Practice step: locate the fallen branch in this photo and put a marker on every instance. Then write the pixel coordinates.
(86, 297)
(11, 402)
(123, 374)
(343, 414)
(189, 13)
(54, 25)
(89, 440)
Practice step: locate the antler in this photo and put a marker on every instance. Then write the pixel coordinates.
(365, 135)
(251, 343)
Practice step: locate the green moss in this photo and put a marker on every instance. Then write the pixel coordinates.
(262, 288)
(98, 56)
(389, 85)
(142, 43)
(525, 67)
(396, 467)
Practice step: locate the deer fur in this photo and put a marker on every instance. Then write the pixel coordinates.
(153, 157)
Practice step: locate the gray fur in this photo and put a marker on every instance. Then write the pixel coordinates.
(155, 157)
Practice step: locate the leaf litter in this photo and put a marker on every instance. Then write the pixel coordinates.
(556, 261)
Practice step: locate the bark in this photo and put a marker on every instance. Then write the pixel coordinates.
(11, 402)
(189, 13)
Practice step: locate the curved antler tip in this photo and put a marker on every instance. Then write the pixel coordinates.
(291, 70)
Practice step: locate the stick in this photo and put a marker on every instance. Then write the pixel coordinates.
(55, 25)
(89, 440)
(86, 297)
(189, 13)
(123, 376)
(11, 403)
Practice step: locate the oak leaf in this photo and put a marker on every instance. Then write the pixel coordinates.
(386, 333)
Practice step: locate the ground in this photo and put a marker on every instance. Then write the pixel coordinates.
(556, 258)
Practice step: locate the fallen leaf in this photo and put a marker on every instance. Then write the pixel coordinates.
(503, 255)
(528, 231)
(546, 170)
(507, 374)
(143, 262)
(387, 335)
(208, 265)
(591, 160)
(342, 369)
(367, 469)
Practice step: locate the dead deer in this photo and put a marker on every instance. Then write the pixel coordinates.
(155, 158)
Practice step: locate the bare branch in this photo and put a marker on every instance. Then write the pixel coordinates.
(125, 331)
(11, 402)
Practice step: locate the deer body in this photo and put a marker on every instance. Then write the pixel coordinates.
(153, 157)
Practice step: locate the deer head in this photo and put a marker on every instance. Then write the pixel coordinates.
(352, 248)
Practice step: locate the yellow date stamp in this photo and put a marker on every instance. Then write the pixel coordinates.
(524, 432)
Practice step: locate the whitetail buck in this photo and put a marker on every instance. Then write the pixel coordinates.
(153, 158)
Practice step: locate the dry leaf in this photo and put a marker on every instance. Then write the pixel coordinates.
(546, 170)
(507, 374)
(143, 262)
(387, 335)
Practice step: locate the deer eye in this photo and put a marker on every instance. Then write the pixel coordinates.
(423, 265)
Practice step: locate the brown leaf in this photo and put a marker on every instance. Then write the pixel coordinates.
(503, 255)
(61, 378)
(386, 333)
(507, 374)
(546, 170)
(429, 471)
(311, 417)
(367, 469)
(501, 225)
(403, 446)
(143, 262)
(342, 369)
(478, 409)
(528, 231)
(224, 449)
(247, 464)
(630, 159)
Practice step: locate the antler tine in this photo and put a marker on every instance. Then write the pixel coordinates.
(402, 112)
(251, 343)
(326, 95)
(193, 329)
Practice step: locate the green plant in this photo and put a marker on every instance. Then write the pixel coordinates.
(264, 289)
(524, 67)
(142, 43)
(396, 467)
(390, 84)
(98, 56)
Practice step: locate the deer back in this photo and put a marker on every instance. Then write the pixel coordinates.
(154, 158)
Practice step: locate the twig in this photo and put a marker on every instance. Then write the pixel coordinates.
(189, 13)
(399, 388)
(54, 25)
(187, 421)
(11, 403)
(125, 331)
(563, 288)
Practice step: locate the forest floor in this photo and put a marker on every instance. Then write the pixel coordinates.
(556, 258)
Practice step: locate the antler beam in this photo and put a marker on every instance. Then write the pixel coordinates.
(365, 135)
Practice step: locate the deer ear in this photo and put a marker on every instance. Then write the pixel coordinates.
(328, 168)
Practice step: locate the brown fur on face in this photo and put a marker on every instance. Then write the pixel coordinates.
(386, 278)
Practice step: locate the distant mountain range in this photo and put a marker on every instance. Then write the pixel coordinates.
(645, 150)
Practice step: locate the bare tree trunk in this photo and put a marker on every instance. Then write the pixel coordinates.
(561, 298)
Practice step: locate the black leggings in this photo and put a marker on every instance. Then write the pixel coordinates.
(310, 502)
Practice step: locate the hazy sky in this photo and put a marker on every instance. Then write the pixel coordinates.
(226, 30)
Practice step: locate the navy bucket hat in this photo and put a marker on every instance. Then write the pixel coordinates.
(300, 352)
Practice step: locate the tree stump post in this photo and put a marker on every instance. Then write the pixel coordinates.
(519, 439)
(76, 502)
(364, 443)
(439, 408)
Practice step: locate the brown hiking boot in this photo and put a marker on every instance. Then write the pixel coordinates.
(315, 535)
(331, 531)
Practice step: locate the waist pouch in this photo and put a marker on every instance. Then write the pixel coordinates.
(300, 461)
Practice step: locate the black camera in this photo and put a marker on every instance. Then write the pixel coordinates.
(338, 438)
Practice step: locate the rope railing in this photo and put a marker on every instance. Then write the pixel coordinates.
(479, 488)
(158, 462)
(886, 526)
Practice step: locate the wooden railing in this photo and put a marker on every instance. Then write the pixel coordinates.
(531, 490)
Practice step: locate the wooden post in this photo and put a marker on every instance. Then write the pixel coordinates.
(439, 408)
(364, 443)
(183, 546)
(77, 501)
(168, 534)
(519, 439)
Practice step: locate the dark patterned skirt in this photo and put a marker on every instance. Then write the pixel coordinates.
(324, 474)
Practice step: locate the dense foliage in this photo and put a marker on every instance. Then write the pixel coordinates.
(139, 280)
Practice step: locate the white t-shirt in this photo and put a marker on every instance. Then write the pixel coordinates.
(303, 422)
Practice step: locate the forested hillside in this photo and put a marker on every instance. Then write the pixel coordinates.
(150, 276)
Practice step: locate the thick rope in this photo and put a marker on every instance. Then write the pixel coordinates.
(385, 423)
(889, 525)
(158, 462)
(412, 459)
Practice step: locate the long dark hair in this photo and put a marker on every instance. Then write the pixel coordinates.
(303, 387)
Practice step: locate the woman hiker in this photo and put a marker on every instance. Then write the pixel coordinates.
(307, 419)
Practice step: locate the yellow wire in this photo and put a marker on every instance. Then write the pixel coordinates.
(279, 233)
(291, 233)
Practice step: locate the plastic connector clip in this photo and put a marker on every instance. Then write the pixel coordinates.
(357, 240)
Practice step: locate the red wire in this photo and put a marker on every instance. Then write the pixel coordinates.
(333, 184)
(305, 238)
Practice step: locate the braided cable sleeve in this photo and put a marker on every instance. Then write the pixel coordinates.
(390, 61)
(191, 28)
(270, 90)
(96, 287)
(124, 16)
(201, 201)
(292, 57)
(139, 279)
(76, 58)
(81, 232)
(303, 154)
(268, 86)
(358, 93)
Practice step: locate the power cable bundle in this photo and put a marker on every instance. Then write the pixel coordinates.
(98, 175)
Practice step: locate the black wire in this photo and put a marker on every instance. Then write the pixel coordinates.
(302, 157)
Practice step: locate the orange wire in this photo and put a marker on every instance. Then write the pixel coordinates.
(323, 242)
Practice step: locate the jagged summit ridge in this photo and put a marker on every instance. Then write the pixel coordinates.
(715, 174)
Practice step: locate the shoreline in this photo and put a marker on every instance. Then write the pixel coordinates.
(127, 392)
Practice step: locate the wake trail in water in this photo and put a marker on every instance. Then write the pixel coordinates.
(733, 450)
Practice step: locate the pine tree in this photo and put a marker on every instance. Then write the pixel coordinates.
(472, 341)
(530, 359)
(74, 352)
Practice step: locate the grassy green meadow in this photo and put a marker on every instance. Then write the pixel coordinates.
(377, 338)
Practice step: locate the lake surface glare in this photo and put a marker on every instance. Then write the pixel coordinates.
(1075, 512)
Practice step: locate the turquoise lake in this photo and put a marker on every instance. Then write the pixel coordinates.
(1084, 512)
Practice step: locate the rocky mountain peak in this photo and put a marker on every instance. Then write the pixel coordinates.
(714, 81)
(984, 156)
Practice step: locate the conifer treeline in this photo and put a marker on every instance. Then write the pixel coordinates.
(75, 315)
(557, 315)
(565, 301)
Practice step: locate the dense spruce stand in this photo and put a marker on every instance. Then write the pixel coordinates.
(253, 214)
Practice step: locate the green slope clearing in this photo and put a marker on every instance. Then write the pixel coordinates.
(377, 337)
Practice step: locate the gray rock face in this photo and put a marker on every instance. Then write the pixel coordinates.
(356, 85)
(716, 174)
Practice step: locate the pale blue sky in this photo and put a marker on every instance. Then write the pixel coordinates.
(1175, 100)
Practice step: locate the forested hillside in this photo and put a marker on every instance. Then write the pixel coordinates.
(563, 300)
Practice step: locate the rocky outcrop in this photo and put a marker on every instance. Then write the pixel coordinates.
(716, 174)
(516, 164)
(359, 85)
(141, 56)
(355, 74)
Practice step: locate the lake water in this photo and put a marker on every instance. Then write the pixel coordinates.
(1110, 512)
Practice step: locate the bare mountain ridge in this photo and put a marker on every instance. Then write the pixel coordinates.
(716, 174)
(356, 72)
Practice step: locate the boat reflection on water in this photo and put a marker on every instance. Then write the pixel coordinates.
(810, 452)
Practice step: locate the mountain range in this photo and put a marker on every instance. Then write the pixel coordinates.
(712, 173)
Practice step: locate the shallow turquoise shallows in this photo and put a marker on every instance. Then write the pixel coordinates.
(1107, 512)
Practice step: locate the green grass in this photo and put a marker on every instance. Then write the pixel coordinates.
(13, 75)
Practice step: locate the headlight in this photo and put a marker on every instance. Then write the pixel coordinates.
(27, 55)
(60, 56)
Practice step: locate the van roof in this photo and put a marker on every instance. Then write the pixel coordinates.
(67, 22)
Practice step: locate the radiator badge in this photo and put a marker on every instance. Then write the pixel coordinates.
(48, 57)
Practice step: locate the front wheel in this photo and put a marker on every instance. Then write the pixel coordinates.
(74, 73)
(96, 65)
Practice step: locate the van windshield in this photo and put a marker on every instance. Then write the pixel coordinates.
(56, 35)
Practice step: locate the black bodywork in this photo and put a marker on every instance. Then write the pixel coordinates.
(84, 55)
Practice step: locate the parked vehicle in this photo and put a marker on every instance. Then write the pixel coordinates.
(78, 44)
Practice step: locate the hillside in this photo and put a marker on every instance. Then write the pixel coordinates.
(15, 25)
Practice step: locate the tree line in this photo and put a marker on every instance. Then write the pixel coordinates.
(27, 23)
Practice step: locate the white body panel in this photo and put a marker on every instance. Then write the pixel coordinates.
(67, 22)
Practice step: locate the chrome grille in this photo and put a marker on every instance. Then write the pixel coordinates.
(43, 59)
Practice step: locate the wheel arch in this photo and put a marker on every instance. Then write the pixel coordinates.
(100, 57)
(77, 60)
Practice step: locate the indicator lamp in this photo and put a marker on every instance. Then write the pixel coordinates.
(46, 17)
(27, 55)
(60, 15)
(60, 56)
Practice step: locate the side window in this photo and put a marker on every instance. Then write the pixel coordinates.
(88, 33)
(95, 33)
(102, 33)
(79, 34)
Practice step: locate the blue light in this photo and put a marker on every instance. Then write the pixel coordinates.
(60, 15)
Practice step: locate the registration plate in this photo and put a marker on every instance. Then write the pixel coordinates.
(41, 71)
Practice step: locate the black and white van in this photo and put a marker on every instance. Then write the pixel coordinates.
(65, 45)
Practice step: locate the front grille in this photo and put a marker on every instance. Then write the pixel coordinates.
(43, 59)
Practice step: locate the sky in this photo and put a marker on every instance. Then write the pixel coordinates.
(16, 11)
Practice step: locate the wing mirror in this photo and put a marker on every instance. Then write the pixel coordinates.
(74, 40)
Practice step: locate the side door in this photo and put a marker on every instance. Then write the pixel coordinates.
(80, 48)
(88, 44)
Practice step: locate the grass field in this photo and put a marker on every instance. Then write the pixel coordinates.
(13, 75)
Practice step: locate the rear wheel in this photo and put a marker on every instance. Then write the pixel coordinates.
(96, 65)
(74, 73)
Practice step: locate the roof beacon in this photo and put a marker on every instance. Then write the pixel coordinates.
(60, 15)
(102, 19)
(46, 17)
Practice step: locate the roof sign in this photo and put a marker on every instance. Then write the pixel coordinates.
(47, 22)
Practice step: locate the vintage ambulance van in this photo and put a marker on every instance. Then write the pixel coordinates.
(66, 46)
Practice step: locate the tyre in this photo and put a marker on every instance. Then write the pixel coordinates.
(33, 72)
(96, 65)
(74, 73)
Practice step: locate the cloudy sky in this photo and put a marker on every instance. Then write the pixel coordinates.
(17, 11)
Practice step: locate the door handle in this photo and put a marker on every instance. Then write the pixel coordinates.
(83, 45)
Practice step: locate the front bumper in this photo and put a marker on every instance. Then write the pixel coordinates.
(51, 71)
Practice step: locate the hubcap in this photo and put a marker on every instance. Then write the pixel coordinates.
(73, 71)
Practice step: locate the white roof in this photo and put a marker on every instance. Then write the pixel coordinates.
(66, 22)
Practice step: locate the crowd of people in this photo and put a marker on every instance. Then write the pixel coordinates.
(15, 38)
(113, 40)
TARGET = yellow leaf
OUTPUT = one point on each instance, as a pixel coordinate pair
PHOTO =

• • • • •

Task statement
Word for word, repeat the lines that begin at the one with "OUTPUT = one" and continue to the end of the listing above.

Answer to this exercise
OUTPUT = one point on each instance, as a pixel coordinate pair
PHOTO =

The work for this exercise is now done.